» Task to carry out:
Reproduce the entries word for word but drop every picture.

(Provided information Opens)

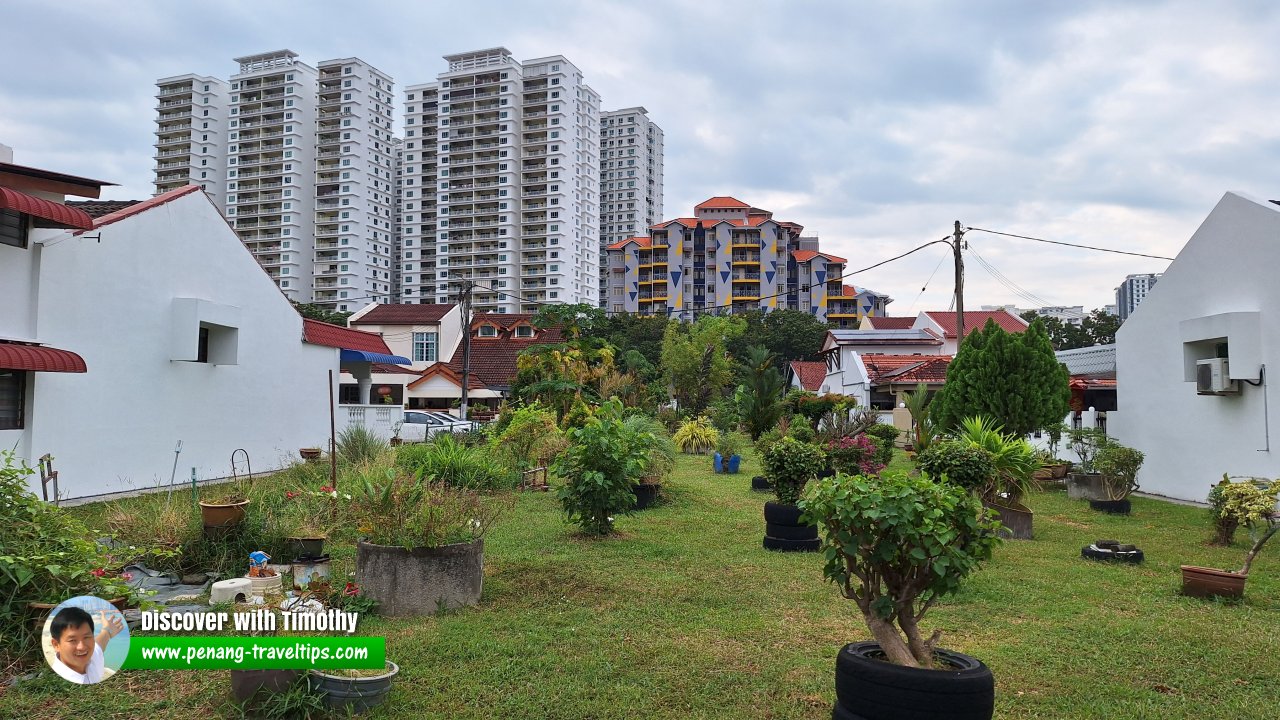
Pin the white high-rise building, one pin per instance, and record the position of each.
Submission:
(191, 135)
(353, 186)
(501, 183)
(300, 160)
(630, 178)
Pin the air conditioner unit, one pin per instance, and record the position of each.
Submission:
(1212, 378)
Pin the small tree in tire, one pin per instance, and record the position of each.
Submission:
(895, 545)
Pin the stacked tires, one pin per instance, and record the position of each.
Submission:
(784, 532)
(869, 688)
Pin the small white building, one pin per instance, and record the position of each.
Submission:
(176, 335)
(1192, 359)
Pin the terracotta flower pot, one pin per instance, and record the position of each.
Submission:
(1207, 582)
(222, 514)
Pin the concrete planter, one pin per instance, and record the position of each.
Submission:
(423, 579)
(1086, 486)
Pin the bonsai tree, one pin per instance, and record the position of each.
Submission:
(789, 464)
(894, 546)
(606, 459)
(1249, 502)
(1119, 466)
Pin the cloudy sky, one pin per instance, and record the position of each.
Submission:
(874, 124)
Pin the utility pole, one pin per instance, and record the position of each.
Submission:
(466, 346)
(959, 263)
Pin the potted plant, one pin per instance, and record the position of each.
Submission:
(895, 545)
(225, 511)
(790, 464)
(423, 542)
(727, 452)
(695, 437)
(1086, 442)
(600, 469)
(1252, 504)
(1119, 469)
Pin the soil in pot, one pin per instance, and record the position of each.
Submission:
(1207, 582)
(1111, 506)
(1016, 519)
(351, 691)
(222, 514)
(647, 495)
(871, 688)
(423, 579)
(784, 531)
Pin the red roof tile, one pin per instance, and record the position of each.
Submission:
(145, 205)
(344, 338)
(897, 369)
(46, 209)
(810, 373)
(722, 201)
(805, 255)
(403, 315)
(17, 356)
(894, 323)
(976, 319)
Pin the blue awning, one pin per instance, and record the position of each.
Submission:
(361, 356)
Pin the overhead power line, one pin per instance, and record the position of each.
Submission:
(1072, 244)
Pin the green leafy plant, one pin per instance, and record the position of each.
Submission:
(696, 437)
(1244, 502)
(789, 464)
(885, 436)
(604, 460)
(1119, 466)
(357, 443)
(959, 463)
(447, 460)
(895, 545)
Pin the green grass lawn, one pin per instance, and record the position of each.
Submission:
(684, 615)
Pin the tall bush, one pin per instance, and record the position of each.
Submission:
(895, 545)
(1013, 378)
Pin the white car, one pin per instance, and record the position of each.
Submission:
(421, 424)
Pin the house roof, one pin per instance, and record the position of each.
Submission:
(909, 369)
(344, 338)
(894, 323)
(45, 209)
(908, 336)
(494, 360)
(810, 373)
(976, 320)
(805, 255)
(144, 206)
(99, 208)
(403, 315)
(721, 201)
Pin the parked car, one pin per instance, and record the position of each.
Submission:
(421, 424)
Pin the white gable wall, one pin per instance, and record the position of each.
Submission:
(1226, 267)
(113, 301)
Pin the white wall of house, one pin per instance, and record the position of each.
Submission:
(1220, 287)
(126, 302)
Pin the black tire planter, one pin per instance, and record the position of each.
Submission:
(423, 579)
(1111, 506)
(1112, 554)
(1016, 519)
(647, 495)
(353, 695)
(784, 531)
(873, 689)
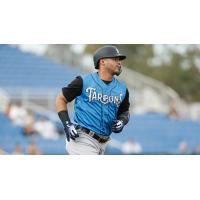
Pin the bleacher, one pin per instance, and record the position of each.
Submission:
(21, 71)
(159, 134)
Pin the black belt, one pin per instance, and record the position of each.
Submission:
(94, 135)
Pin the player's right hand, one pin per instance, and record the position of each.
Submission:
(71, 132)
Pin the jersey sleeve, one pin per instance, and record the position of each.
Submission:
(124, 106)
(73, 89)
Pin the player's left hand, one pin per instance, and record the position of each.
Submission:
(117, 126)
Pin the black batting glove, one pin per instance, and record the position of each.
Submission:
(71, 132)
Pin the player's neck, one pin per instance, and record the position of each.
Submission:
(105, 76)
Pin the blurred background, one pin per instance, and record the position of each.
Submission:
(163, 82)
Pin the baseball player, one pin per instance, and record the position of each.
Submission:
(101, 105)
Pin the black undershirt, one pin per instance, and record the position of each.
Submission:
(74, 89)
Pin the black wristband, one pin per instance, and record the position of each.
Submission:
(64, 117)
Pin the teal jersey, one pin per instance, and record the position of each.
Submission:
(98, 104)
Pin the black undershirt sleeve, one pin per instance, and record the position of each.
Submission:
(73, 90)
(124, 106)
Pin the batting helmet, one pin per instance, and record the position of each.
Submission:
(106, 52)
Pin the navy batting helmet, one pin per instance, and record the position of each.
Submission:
(106, 52)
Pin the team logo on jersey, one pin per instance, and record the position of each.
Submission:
(103, 98)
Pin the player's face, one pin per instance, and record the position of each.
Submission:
(113, 65)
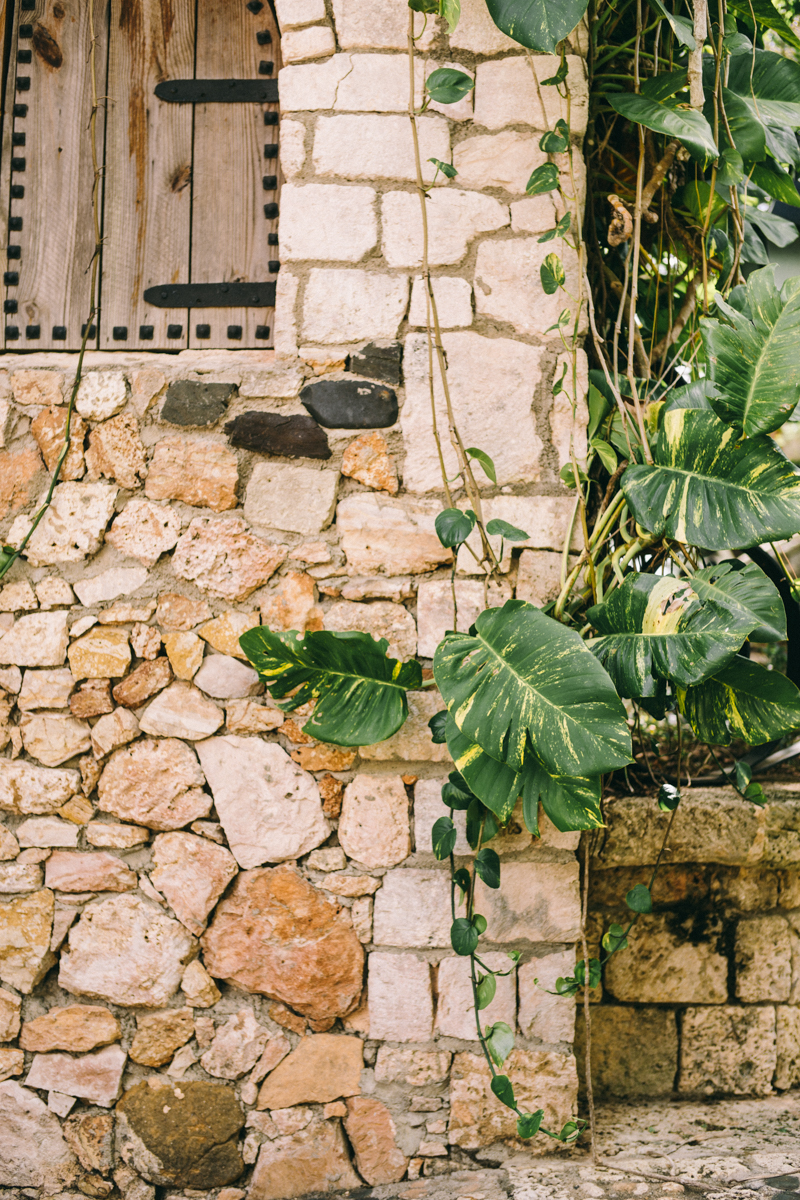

(Provided information Closes)

» Solution for this task:
Pin the white high-rise building, one pin per instance, and record the position of each.
Submission:
(191, 135)
(353, 186)
(501, 183)
(300, 160)
(630, 178)
Pin the air conditioner unit, one pin per instance, and record the position of each.
Submission:
(1212, 378)
Pin the small tree in tire, one pin per instance, and record the position of each.
Submission:
(895, 545)
Pin the stacked tires, one pin per instance, and record the position of each.
Submission:
(784, 532)
(869, 688)
Pin the small white building, one pin per instance, and record the position of each.
Submission:
(176, 335)
(1192, 359)
Pin the terracotta flower pot, one pin per instance, and record the position of each.
Submission:
(1207, 582)
(222, 514)
Pin the concrete planter, one pin per instance, and record the position of each.
Submission:
(423, 579)
(1086, 486)
Pin the bonsai tree, one pin per instance, and record the position of each.
Submission:
(789, 464)
(894, 546)
(606, 459)
(1249, 502)
(1119, 466)
Pin the cloudy sky, one pin per instance, and record the position of each.
Submission:
(874, 124)
Pin the utility pole, one pin per instance, and record the position of each.
Submission:
(466, 346)
(959, 263)
Pin the potted plant, one pin per instance, and record the position of each.
Submission:
(895, 545)
(225, 511)
(790, 464)
(423, 542)
(727, 452)
(695, 437)
(1086, 442)
(600, 469)
(1252, 504)
(1119, 469)
Pin the soil in pot, one pin per instance, and record the position of each.
Submission:
(1207, 582)
(1111, 506)
(1016, 519)
(351, 691)
(222, 514)
(647, 495)
(871, 688)
(423, 579)
(784, 531)
Pin the red roof tile, one pin per instance, and record the position of each.
Submission:
(145, 205)
(344, 338)
(897, 369)
(46, 209)
(810, 373)
(722, 201)
(805, 255)
(403, 315)
(17, 356)
(894, 323)
(976, 319)
Pin the blue awning, one pin per instance, and record the position of each.
Submission:
(361, 356)
Pin the overhead power line, one pin per instance, and record the position of each.
Submission:
(1072, 244)
Pin the green leafy plant, one pin per instance, and record the position of each.
Submission:
(696, 437)
(1244, 502)
(789, 464)
(885, 436)
(604, 460)
(1119, 466)
(357, 443)
(959, 463)
(447, 460)
(895, 545)
Pin the green grass lawn, one pin per instance, and record the position of each.
Submission:
(684, 615)
Pin the tall bush, one pin per instance, and record the position of each.
Submission:
(895, 545)
(1013, 378)
Pin the white car, one pin per instance, and record the position of each.
Submission:
(421, 424)
Pin the house roof, one pin per instance, and record the position of each.
Submission:
(909, 369)
(344, 338)
(894, 323)
(45, 209)
(908, 336)
(494, 360)
(810, 373)
(976, 320)
(805, 255)
(144, 206)
(99, 208)
(403, 315)
(721, 201)
Pin the parked car, one pin per instance, and record the position of each.
Submission:
(421, 424)
Pin the white gable wall, one pin per instance, and record the position of each.
Submission:
(1226, 267)
(113, 301)
Pin the white wall of house, one pin per instance, and record the position of each.
Submission:
(1220, 287)
(126, 302)
Pin the black tire planter, one pin per instance, and record the position of each.
Submission:
(423, 579)
(1111, 506)
(1112, 554)
(1016, 519)
(647, 495)
(353, 695)
(784, 531)
(873, 689)
Pin the bleacher, one pin per instance, and record the position of each.
Submission:
(21, 71)
(159, 134)
Pin the black belt, one pin per instance, and record the position of each.
Submission:
(94, 135)
Pin the player's right hand, one pin per instance, and record the position of each.
Submission:
(71, 132)
Pin the jersey sleeve, one pin per instance, and record the position of each.
Submission:
(124, 106)
(73, 89)
Pin the player's left hand, one pin per instance, and record the position of each.
Submission:
(117, 126)
Pin the black batting glove, one pin per instance, and record the position of each.
Submission:
(71, 132)
Pin the player's neck, one pin per instance, and record the position of each.
Submission:
(105, 76)
Pin the blurred background, one pin per instance, and record the position of each.
Submission:
(163, 82)
Pin the baseball player, one pin per instance, and record the position of each.
Submission:
(101, 105)
Pin the black undershirt, one pin per instance, and record the position of each.
Submission:
(74, 89)
Pin the black wristband, one pin per instance, and record the position of each.
Submission:
(64, 117)
Pin the teal jersey, one pin per instance, and record the position of each.
Submission:
(98, 104)
Pin the black undershirt sleeve, one pin per instance, and record the position of each.
Submission:
(73, 90)
(124, 106)
Pin the batting helmet, one pin per instance, and record the position of each.
Submission:
(106, 52)
Pin the navy batting helmet, one pin per instance, and record the position of each.
Submission:
(106, 52)
Pin the team logo on jersey, one pin per instance, and record the position of each.
Submission:
(103, 98)
Pin the player's face, one pin per instance, and record the position of each.
Submission:
(113, 65)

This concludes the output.